▶ [Task to carry out]
Render the entire listing below as a Markdown table with the columns Row and Line, one non-blank line per row, numbered in order, with blank lines omitted. Leave the pictures out of the table.

========================================================================

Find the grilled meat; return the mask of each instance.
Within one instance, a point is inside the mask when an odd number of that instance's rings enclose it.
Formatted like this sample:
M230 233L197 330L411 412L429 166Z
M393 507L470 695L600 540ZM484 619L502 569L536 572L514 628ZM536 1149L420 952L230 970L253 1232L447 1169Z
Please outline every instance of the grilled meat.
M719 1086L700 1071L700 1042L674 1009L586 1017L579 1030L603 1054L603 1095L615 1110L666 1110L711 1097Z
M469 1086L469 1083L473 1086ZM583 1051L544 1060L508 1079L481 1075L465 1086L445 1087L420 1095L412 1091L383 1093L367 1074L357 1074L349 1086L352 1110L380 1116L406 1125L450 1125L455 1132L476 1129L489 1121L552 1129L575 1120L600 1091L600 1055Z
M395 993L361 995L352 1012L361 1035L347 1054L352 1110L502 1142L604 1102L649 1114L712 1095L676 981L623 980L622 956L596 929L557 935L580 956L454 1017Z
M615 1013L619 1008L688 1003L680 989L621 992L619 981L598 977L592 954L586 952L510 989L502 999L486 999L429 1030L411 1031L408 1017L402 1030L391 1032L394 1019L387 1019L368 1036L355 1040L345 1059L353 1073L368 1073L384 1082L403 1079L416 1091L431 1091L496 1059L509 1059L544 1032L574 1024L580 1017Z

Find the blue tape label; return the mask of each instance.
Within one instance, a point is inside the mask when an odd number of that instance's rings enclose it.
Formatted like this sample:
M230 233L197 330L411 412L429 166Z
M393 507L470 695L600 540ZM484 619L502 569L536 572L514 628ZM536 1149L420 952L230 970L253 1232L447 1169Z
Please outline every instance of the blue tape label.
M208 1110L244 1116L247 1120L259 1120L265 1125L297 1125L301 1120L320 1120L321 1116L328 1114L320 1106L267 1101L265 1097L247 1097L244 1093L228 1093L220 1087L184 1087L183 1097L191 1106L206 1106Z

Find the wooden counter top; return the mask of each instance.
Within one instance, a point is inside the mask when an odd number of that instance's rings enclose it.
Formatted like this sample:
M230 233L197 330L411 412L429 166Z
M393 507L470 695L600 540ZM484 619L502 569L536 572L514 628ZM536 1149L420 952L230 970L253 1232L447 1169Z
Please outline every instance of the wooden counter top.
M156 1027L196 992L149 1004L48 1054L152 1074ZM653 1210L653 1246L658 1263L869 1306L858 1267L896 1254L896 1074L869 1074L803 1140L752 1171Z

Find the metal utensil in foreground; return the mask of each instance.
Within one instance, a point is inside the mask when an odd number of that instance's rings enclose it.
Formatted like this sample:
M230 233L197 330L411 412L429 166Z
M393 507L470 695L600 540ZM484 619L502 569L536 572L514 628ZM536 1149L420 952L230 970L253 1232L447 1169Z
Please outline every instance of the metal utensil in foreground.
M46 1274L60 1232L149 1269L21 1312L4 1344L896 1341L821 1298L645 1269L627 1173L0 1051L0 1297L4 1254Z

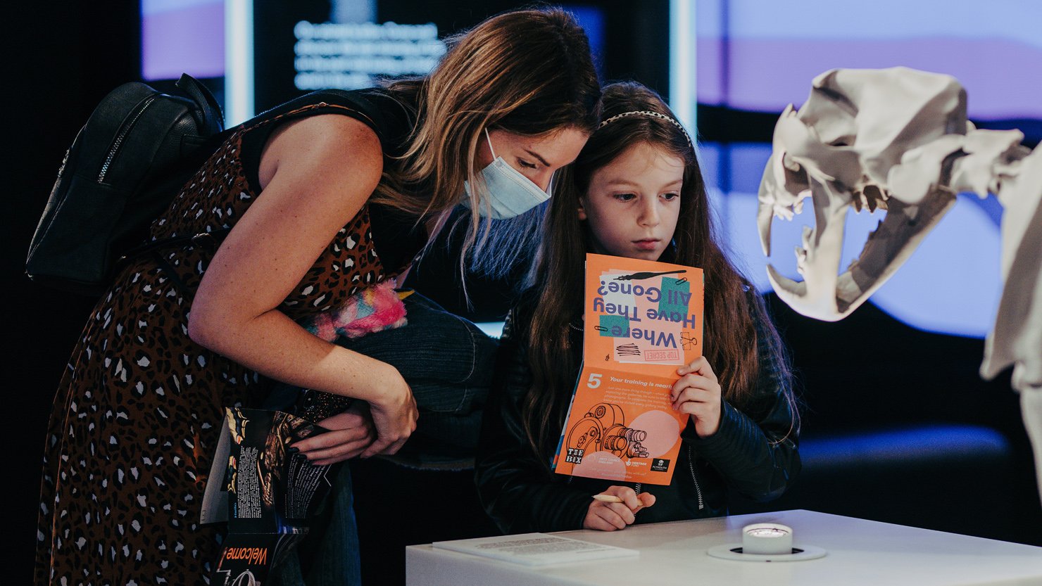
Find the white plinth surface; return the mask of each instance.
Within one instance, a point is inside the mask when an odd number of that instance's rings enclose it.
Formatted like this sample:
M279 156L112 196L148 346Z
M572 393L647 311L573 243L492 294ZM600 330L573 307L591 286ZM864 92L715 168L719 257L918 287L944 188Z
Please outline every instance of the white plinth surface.
M793 546L827 552L789 563L723 560L710 547L740 543L742 527L778 523ZM1042 531L1042 529L1040 529ZM1042 586L1042 547L916 529L814 511L780 511L631 526L559 535L638 550L640 557L530 568L411 545L408 586L727 585L727 586Z

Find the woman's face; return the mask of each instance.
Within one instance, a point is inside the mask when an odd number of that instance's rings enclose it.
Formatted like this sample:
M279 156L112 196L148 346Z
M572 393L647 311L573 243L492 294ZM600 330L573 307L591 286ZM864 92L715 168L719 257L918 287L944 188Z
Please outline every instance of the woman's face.
M477 168L474 172L480 173L495 159L492 155L494 150L496 156L503 157L507 164L545 192L553 173L575 160L589 137L577 128L565 128L541 136L490 130L489 139L482 136L477 148Z
M578 210L593 252L659 260L676 230L683 184L684 159L647 143L595 171Z

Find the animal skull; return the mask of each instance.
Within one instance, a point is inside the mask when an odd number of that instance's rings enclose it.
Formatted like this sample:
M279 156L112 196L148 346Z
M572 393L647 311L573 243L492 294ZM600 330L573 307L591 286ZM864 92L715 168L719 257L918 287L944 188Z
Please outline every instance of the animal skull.
M950 162L968 129L966 93L952 77L907 68L832 70L816 77L799 111L790 105L782 113L760 185L758 225L768 255L772 216L791 220L805 198L814 203L815 227L804 227L796 249L803 281L767 267L778 297L826 321L861 305L954 204ZM915 172L902 171L905 164ZM839 274L851 205L887 215Z
M815 227L796 250L797 282L768 265L775 292L796 311L836 321L901 265L954 203L995 194L1002 205L1002 296L981 375L1013 365L1042 496L1042 149L1017 130L976 130L951 77L905 68L832 70L807 103L774 128L760 185L758 224L770 254L772 216L791 220L814 202ZM850 267L839 271L846 210L887 211Z

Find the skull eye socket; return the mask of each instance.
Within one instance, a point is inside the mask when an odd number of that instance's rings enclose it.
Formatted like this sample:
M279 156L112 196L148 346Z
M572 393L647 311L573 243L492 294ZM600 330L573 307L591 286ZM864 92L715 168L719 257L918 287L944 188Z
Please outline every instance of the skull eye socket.
M807 171L788 154L782 157L782 169L785 170L785 187L790 194L798 194L811 187Z

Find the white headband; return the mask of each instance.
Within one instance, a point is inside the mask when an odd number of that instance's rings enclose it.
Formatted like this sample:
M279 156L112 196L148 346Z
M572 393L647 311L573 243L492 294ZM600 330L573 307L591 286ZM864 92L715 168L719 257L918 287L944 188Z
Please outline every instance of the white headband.
M689 147L691 146L691 136L688 134L688 131L684 129L684 126L680 126L679 122L676 122L675 120L673 120L672 118L670 118L670 117L668 117L668 116L666 116L664 113L653 112L651 110L630 110L628 112L617 113L617 114L613 116L612 118L602 120L600 122L600 126L598 126L597 128L603 128L604 125L606 125L610 122L614 122L616 120L619 120L620 118L627 118L627 117L630 117L630 116L650 116L652 118L659 118L659 119L665 120L666 122L669 122L673 126L679 128L680 132L684 132L684 137L688 139L688 146Z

========================================================================

▶ [Output of the task]
| Row | Line |
|---|---|
| 1 | Find the grilled meat; return the mask of each instance. |
| 2 | Within one instance, a point is inside the mask when an odd number of that instance's rings enclose it. |
| 3 | Formatted like this sample: |
| 4 | M230 233L197 330L411 412L429 166Z |
| 5 | M393 507L470 695L600 540ZM484 619L502 569L536 572L514 628ZM536 1149L420 952L230 970L253 1232L447 1169Z |
| 6 | Please outline every instance of the grilled meat. |
| 7 | M719 1086L700 1071L700 1042L674 1009L586 1017L579 1030L603 1054L603 1095L615 1110L666 1110L711 1097Z |
| 8 | M469 1086L469 1083L473 1086ZM583 1051L544 1060L508 1079L481 1075L465 1086L445 1087L420 1095L412 1091L383 1093L367 1074L357 1074L349 1086L352 1110L380 1116L406 1125L450 1125L455 1132L476 1129L489 1121L552 1129L575 1120L600 1091L600 1055Z |
| 9 | M395 993L361 995L352 1012L361 1035L347 1054L352 1110L502 1142L604 1102L649 1114L712 1095L676 981L623 980L622 956L596 929L557 935L580 956L454 1017Z |
| 10 | M615 1013L619 1008L688 1003L680 989L621 992L619 981L598 977L592 954L586 952L510 989L502 999L486 999L429 1030L411 1031L408 1017L402 1030L391 1032L394 1019L387 1019L368 1036L355 1040L345 1059L353 1073L368 1073L384 1082L403 1079L416 1091L431 1091L496 1059L509 1059L544 1032L574 1024L580 1017Z |
| 11 | Find the blue tape label; return the mask of each instance. |
| 12 | Within one instance, a point is inside the mask when an odd number of that instance's rings enclose it. |
| 13 | Formatted like this sample: |
| 14 | M230 233L197 330L411 412L429 166Z |
| 15 | M393 507L470 695L600 540ZM484 619L502 569L536 572L514 628ZM536 1149L420 952L230 970L253 1232L447 1169Z |
| 16 | Please outline every instance of the blue tape label. |
| 17 | M208 1110L244 1116L247 1120L259 1120L265 1125L297 1125L301 1120L320 1120L321 1116L328 1114L320 1106L267 1101L265 1097L247 1097L244 1093L228 1093L220 1087L184 1087L183 1097L191 1106L206 1106Z |
| 18 | Find the wooden counter top; return the mask of each instance. |
| 19 | Within one instance, a point is inside the mask when an odd number of that instance's rings enclose it. |
| 20 | Formatted like this sample: |
| 21 | M230 233L197 330L411 412L429 166Z |
| 22 | M393 507L470 695L600 540ZM484 619L502 569L536 572L514 628ZM536 1149L420 952L230 970L253 1232L447 1169Z |
| 23 | Please outline every instance of the wooden counter top. |
| 24 | M156 1027L196 992L149 1004L48 1054L152 1074ZM653 1210L653 1246L658 1263L869 1306L858 1267L896 1254L896 1074L869 1074L803 1140L752 1171Z |
| 25 | Find the metal utensil in foreground; return the mask of each instance. |
| 26 | Within one instance, a point is inside the mask when an odd number of that instance's rings enclose it. |
| 27 | Formatted like this sample: |
| 28 | M230 233L197 330L411 412L429 166Z |
| 29 | M393 507L470 695L600 540ZM484 619L502 569L536 572L514 628ZM536 1149L420 952L230 970L253 1232L447 1169Z |
| 30 | Please outline every instance of the metal utensil in foreground. |
| 31 | M46 1274L60 1232L149 1269L21 1312L4 1344L896 1341L821 1298L645 1269L627 1173L0 1051L0 1297L4 1254Z |
| 32 | Find the white plinth surface; return the mask of each instance. |
| 33 | Within one instance, a point is inside the mask when an odd number of that instance's rings enclose it. |
| 34 | Formatted like this sample: |
| 35 | M279 156L112 196L148 346Z |
| 36 | M572 393L647 311L573 243L492 294ZM600 330L573 307L591 286ZM864 92L715 168L719 257L918 287L944 188Z |
| 37 | Please outline every instance of the white plinth surface. |
| 38 | M793 546L827 552L789 563L723 560L710 547L740 543L742 527L778 523ZM1042 531L1042 529L1040 529ZM1042 586L1042 547L916 529L814 511L780 511L631 526L559 535L638 550L640 557L530 568L411 545L408 586L727 585L727 586Z |
| 39 | Find the woman's face; return the mask of each instance. |
| 40 | Within one instance, a point is inside the mask when an odd number of that instance's rings enclose it. |
| 41 | Formatted like this sample: |
| 42 | M279 156L112 196L148 346Z |
| 43 | M572 393L647 311L573 243L492 294ZM600 330L573 307L591 286ZM864 92L715 168L719 257L918 287L944 188Z |
| 44 | Please outline every instance of the woman's face. |
| 45 | M477 168L474 172L480 173L495 159L492 155L494 150L496 156L503 157L507 164L545 192L553 173L575 160L589 137L577 128L565 128L541 136L490 130L489 139L482 136L477 148Z |
| 46 | M578 210L593 252L659 260L676 230L683 184L684 159L647 143L595 171Z |
| 47 | Find the animal skull; return the mask of each instance. |
| 48 | Within one instance, a point is inside the mask when an odd number of that instance's rings enclose it. |
| 49 | Formatted like this sample: |
| 50 | M279 156L112 196L148 346Z |
| 51 | M572 393L647 311L573 243L492 294ZM600 330L573 307L591 286ZM864 92L715 168L719 257L918 287L944 188Z |
| 52 | Please outline every instance of the animal skull. |
| 53 | M950 162L968 129L966 93L952 77L907 68L832 70L816 77L799 111L790 105L782 113L760 185L758 225L768 255L772 216L791 220L805 198L814 203L815 227L804 227L796 249L803 281L767 267L778 297L826 321L861 305L954 204ZM915 172L902 171L905 164ZM839 274L851 205L887 215Z |
| 54 | M815 227L796 250L797 282L768 265L775 292L796 311L836 321L901 265L954 203L995 194L1002 205L1002 296L981 375L1013 365L1042 496L1042 149L1017 130L976 130L951 77L905 68L832 70L807 103L774 128L760 185L758 224L770 254L772 216L791 220L814 202ZM850 267L839 271L846 210L887 211Z |
| 55 | Find the skull eye socket; return the mask of each instance. |
| 56 | Within one instance, a point is inside the mask when an odd number of that instance's rings enclose it. |
| 57 | Formatted like this sample: |
| 58 | M279 156L112 196L148 346Z |
| 59 | M572 393L647 311L573 243L492 294ZM600 330L573 307L591 286ZM864 92L715 168L719 257L918 287L944 188Z |
| 60 | Please outline every instance of the skull eye socket. |
| 61 | M807 171L788 154L782 157L782 169L785 170L785 187L790 194L798 194L811 187Z |
| 62 | Find the white headband; return the mask of each instance. |
| 63 | Within one instance, a point is inside the mask when an odd number of that instance's rings enclose it. |
| 64 | Formatted like this sample: |
| 65 | M279 156L112 196L148 346Z |
| 66 | M572 393L647 311L573 243L492 294ZM600 330L573 307L591 286ZM864 92L715 168L719 257L918 287L944 188Z |
| 67 | Please outline every instance of the white headband. |
| 68 | M689 147L691 146L691 136L688 134L688 131L684 129L684 126L680 126L679 122L676 122L675 120L673 120L672 118L670 118L670 117L668 117L668 116L666 116L664 113L653 112L651 110L630 110L628 112L617 113L617 114L613 116L612 118L602 120L600 122L600 126L598 126L597 128L603 128L604 125L606 125L610 122L614 122L616 120L619 120L620 118L627 118L627 117L630 117L630 116L650 116L652 118L659 118L659 119L665 120L666 122L669 122L673 126L679 128L680 132L684 132L684 137L688 139L688 146Z |